* _Study text_:
I don’t know if Jesus was black or white, but I know he for sure wasn’t Asian because people wouldn’t ask him to take the wheel.
Why can’t you take a Black Asian guy golfing? Because he can’t drive and can’t find his own balls.
Teacher: How much is a gram?
Tyronne: Uhmm, depends on what you need.
Three ladies were on a flight when suddenly the captain announced, "Please prepare for a crash landing."
The first lady put on all her jewelry. Surprised by this, the other ladies questioned her actions. The first lady replied, "Well, when they come to rescue us they will see that I am rich and will rescue me first." The second lady, not wanting to be left behind, began to take off her top and bra. "Why are you doing that?" the other ladies questioned. "Well, when they come to rescue us, they will see my great tits and will take me first." The third lady who was African, not wanting to be outdone, took off her pants and panties. "Why are you doing that?" the other ladies questioned. "Well, they always search for the black box first."
What's black, white, and red all over? A nun on her period.
When I was a kid, my father would tell me that the black Santa Claus was coming to our house for Christmas. So, instead of putting out cookies and milk, we would put out cornbread and purple Kool-Aid.
Michael Jackson has done something no one has ever done before. I'm not talking about his record sales or tickets sold.
I'm talking about being born a black man and dying a white woman. Incredible!
So, there's a black guy, a white guy, and a Mexican. They find a genie's lamp, they rub it, and poof! Appears the genie!
The genie goes to the black guy and asks, "What's your one wish?" The black guy goes, "I wish for me and all my people to be back in Africa, happy and everything." So poof! His wish is granted.
Then, the genie goes to the Mexican and asks, "What's your one wish?" The Mexican goes, "I wish for me and all my people to be in Mexico, happy and everything." So poof! His wish is granted.
Now, the genie goes over to the white guy and asks, "What's your one wish?" and the white guy asks, "You mean to tell me that all the black and Mexican people are out of America?" The genie replies, "Yes."
The white guy goes, "Then I'll have a Coke."
Adam and Eve are wondering whether they are black or white. Eve says, "Why don't you go and ask God?"
So Adam goes into the Garden of Eden and shouts out to God, "Are we black or white?" A big booming voice bellows out, "You are what you are."

* _Provided data_:

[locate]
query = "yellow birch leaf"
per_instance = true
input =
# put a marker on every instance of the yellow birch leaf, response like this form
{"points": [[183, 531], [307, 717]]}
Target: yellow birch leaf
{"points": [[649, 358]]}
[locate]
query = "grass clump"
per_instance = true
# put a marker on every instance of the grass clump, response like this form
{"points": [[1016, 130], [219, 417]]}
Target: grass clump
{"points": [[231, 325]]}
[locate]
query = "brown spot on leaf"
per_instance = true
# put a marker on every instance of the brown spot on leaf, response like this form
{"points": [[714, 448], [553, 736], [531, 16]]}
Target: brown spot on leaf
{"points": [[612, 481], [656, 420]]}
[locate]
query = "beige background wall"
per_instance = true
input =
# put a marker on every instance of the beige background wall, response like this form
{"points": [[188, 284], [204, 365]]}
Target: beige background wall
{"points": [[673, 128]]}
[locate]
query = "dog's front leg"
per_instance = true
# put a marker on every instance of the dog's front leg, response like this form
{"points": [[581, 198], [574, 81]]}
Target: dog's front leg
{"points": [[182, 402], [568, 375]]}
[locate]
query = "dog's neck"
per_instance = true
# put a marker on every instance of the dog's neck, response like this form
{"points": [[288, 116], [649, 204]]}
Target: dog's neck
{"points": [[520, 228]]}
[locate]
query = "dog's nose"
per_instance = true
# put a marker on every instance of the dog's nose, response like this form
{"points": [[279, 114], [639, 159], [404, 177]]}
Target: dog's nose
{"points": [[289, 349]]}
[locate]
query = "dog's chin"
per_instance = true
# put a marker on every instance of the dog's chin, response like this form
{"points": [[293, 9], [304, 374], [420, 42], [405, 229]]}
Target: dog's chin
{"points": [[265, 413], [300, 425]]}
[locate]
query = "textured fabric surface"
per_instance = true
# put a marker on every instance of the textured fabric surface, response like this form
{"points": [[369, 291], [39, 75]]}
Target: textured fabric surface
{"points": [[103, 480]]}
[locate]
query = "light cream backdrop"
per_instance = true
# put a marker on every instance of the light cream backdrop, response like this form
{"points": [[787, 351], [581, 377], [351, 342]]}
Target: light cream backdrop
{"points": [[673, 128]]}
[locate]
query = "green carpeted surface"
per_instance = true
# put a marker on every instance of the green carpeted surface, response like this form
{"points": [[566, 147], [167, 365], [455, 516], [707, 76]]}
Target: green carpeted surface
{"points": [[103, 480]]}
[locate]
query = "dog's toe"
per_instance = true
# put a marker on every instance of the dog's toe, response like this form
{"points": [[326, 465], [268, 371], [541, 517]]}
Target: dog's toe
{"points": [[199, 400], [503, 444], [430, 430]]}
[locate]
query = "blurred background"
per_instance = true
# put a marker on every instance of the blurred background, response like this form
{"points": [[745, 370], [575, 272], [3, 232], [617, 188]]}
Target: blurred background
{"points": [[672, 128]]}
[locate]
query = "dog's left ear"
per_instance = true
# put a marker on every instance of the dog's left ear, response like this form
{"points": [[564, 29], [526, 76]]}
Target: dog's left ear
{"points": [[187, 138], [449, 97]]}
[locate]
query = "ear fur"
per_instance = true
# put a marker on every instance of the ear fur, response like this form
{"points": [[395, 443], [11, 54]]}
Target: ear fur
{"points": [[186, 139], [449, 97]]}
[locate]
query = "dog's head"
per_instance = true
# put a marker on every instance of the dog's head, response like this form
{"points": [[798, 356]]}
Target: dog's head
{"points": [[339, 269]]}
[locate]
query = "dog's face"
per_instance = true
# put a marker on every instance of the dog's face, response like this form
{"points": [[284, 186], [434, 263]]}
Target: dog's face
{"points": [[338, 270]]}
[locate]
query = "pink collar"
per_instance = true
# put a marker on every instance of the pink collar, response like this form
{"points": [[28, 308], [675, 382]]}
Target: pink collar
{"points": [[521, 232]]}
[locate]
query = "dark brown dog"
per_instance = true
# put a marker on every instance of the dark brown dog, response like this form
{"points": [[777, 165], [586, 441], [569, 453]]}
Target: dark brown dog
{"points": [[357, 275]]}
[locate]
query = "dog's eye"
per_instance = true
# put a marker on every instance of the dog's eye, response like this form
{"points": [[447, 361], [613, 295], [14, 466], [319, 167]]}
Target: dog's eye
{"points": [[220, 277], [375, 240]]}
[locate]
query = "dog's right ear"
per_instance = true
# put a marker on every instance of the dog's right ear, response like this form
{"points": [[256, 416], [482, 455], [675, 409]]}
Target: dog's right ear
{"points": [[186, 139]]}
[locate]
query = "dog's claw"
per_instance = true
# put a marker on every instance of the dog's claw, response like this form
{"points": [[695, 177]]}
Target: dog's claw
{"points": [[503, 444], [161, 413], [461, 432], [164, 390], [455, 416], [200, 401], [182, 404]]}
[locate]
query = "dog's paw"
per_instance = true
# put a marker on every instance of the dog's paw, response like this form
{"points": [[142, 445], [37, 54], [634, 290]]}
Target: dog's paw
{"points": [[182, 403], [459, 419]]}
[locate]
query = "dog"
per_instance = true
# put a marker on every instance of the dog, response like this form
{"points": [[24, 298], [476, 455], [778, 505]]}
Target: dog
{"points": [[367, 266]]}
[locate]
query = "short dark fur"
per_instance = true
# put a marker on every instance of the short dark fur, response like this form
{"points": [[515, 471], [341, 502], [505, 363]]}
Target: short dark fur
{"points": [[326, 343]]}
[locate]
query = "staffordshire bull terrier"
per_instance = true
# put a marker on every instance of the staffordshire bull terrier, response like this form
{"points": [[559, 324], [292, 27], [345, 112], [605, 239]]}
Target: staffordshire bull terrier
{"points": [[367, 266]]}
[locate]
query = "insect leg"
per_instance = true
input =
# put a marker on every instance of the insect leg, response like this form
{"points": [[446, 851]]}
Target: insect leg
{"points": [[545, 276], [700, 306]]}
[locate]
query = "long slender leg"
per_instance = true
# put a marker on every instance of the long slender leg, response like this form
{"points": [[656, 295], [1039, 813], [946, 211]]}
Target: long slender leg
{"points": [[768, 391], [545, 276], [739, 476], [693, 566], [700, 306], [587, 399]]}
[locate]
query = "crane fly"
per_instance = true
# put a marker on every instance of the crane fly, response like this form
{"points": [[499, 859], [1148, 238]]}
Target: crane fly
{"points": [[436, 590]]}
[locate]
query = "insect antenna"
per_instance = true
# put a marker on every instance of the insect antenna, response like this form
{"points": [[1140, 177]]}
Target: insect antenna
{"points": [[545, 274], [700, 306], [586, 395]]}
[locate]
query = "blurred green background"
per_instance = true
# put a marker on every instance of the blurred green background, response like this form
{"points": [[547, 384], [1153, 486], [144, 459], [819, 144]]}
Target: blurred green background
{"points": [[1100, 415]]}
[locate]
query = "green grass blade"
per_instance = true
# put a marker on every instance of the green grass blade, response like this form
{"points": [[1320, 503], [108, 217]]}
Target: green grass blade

* _Exercise A_: In the jokes text, where does Adam go to shout his question to God?
* _Exercise B_: Rewrite the jokes text starting at "What's black, white, and" and ending at "and purple Kool-Aid.", replacing "Christmas" with "the holidays".

* _Response A_: He goes into the Garden of Eden.

* _Response B_:
What's black, white, and red all over? A nun on her period.
When I was a kid, my father would tell me that the black Santa Claus was coming to our house for the holidays. So, instead of putting out cookies and milk, we would put out cornbread and purple Kool-Aid.